(begin)

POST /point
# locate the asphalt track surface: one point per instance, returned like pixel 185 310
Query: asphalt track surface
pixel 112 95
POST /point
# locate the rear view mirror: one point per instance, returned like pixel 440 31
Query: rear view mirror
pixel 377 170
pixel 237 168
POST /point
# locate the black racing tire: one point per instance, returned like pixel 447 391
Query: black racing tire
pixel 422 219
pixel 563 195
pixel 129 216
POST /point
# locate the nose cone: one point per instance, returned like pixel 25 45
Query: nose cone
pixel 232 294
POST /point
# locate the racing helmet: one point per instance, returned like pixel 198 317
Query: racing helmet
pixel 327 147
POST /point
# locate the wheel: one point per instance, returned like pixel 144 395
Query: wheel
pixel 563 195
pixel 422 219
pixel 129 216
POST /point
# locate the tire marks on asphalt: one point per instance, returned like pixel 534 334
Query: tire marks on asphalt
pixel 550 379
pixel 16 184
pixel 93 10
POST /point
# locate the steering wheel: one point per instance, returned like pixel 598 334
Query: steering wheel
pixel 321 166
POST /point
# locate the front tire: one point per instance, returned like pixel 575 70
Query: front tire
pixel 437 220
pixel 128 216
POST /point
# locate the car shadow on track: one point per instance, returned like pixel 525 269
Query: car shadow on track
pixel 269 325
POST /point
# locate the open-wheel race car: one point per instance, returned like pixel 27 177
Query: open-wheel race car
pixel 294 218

(end)

→ **SET PROBLEM**:
Rewrite all of the items above, replacing each occurrence of "asphalt" with "tarmac" and leaving every other line and character unchanged.

→ **REPLY TO THE EXERCISE**:
POST /point
# locate the tarmac track surface: one point per instance, returned like pixel 185 310
Query: tarmac track surface
pixel 112 95
POST /point
# locate the rear view mirror: one point per instance, returned like pixel 440 31
Query: rear view mirror
pixel 377 170
pixel 237 168
POST /point
# locate the black racing tire: one point per instance, returned like pixel 447 391
Query: black racing tire
pixel 422 219
pixel 563 195
pixel 129 216
POST /point
# locate the nose cone: one point per instance, returned like pixel 25 45
Query: nose cone
pixel 232 294
POST /point
# locate the racing helmet: one point per instance, returned like pixel 198 317
Query: racing helmet
pixel 327 147
POST /point
# locate the wheel: one point per instance, returned like pixel 144 395
Query: wheel
pixel 563 195
pixel 422 219
pixel 129 216
POST /point
# locate the tire marks on tarmac: one point per instance, returned like pixel 534 334
Query: tire marks on tarmac
pixel 550 379
pixel 16 184
pixel 93 10
POST /point
# locate the steering wheel: one point per instance, returned like pixel 598 334
Query: steering wheel
pixel 321 166
POST /point
# locate the front tire: one point per instance, returned like pixel 575 70
Query: front tire
pixel 437 220
pixel 128 216
POST /point
# locate the car shadow on track: one point per instance, returned like pixel 525 269
Query: car shadow on track
pixel 269 325
POST /point
# locate the open-wheel race car: one point per instance, returned like pixel 27 177
Query: open-wheel race car
pixel 294 218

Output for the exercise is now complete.